### Work item
Pick out all lines of the entries that include the word "small" and copy them.

+++

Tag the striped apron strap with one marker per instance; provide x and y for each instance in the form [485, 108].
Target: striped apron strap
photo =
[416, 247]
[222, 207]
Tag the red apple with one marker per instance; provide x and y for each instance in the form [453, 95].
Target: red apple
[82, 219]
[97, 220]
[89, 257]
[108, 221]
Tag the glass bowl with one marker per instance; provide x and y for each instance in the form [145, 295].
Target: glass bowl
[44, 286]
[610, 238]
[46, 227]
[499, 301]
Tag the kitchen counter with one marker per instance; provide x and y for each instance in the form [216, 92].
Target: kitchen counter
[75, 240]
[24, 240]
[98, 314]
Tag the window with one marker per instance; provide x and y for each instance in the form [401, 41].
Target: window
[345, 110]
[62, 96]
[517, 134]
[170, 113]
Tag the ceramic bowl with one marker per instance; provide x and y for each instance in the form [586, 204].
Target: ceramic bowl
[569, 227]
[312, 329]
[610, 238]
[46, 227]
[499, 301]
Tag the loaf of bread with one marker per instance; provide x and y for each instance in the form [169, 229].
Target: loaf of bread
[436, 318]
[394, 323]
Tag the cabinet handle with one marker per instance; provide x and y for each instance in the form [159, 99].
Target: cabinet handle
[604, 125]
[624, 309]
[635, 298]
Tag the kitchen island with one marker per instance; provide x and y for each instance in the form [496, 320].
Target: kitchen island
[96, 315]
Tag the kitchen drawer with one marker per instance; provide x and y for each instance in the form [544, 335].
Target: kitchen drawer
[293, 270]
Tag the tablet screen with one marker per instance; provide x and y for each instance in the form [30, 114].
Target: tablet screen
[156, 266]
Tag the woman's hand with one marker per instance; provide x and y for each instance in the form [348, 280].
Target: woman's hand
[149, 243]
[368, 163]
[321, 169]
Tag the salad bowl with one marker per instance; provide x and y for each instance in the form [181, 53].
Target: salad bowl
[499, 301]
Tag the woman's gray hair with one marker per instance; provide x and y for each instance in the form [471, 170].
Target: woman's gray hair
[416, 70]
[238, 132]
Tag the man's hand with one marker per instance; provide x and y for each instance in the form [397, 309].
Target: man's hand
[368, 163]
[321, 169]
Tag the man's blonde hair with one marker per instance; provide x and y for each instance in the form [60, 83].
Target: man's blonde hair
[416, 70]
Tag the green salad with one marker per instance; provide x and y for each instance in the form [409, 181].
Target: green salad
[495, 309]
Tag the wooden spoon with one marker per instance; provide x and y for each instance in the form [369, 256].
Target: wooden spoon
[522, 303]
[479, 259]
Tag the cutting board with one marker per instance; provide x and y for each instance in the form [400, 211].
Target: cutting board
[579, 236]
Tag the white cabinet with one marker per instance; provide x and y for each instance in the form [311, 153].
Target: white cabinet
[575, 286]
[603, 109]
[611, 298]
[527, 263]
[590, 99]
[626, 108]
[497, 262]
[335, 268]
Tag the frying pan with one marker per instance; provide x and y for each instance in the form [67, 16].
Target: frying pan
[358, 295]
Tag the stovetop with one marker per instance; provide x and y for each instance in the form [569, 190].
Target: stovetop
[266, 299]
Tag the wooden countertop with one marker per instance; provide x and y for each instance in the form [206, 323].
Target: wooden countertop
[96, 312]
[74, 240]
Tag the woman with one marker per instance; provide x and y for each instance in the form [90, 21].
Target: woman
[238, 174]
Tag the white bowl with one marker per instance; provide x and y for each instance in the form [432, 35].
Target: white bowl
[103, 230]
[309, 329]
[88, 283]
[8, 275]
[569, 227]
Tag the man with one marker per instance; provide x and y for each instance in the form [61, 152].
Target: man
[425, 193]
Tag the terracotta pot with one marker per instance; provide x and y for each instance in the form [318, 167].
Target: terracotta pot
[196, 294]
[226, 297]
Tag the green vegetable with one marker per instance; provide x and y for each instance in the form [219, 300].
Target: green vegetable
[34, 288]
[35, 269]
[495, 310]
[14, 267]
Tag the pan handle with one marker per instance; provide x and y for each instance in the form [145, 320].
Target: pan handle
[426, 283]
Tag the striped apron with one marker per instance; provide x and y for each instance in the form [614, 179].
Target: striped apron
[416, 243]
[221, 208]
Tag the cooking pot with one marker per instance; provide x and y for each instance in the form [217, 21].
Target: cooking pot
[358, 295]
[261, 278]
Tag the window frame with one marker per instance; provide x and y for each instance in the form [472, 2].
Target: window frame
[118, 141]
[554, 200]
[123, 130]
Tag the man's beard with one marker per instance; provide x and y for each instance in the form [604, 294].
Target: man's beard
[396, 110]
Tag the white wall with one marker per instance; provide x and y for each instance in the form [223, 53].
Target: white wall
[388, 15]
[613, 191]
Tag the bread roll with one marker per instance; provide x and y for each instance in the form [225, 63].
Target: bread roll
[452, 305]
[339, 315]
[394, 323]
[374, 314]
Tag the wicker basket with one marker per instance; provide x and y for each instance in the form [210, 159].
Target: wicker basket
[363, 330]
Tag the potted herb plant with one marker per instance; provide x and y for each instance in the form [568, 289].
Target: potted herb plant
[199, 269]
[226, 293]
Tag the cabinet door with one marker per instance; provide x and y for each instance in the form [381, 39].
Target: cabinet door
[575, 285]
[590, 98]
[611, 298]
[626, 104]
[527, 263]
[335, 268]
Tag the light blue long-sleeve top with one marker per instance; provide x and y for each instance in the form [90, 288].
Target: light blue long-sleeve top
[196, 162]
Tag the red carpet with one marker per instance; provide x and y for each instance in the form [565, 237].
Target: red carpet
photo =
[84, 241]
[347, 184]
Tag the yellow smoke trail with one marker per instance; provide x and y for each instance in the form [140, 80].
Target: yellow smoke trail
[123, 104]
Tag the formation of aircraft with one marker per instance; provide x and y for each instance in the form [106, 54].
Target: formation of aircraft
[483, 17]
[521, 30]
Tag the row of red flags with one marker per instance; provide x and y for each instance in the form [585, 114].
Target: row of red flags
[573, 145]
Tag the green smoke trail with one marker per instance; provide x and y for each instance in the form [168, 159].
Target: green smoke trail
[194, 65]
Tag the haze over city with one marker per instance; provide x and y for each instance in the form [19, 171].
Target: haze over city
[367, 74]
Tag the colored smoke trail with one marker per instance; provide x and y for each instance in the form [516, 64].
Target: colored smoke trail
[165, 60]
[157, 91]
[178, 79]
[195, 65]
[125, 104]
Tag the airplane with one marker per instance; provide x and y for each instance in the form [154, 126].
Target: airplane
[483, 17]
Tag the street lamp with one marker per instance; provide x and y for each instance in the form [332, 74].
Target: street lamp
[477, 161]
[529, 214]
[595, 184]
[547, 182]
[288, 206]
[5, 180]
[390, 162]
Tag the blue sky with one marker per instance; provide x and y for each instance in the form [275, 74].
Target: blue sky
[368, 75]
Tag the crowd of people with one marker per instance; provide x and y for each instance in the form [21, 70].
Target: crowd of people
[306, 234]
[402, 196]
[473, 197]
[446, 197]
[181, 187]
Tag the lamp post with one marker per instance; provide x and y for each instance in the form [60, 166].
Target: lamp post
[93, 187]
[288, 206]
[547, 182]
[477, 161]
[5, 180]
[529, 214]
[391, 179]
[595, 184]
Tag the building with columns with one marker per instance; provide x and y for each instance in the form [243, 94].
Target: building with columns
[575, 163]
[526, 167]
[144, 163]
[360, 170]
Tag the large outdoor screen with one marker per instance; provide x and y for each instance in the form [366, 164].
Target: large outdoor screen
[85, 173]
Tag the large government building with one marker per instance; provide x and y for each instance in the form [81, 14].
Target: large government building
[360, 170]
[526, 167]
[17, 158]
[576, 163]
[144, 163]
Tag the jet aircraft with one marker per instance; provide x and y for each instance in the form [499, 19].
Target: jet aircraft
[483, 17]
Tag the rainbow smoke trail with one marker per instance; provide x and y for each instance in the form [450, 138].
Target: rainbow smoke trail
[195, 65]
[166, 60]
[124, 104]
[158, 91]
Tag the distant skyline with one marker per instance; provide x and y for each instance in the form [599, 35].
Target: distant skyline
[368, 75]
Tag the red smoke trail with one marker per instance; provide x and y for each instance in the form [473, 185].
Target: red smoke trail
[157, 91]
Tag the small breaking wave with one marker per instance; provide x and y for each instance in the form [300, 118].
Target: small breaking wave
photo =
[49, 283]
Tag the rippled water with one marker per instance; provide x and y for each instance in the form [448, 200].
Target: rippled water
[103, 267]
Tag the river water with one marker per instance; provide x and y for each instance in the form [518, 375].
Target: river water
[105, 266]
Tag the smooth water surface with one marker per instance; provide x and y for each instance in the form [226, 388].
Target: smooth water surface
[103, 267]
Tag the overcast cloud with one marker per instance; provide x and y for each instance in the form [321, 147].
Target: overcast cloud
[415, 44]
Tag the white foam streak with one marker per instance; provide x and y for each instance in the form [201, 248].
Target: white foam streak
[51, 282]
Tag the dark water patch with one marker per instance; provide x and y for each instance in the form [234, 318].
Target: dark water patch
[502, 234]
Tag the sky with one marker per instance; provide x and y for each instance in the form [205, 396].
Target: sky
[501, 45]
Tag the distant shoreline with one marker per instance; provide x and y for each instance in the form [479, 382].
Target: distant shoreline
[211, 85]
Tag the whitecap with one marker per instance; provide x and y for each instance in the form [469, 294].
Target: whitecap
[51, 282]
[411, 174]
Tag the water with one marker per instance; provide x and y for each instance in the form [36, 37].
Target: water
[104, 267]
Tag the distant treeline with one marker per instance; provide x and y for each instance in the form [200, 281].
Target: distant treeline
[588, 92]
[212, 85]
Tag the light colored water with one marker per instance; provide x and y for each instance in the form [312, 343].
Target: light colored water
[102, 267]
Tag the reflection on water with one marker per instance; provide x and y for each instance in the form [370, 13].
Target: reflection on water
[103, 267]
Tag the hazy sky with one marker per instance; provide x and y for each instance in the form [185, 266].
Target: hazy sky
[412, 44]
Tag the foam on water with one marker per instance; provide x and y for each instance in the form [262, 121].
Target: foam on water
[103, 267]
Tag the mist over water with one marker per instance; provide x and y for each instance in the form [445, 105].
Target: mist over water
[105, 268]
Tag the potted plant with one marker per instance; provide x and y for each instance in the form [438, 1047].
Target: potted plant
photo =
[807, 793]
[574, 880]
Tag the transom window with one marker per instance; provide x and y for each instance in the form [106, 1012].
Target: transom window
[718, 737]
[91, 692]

+++

### Task result
Tag the small breaking wave with one marker per instance; provide x and y for each instance in the form [300, 118].
Target: small breaking wave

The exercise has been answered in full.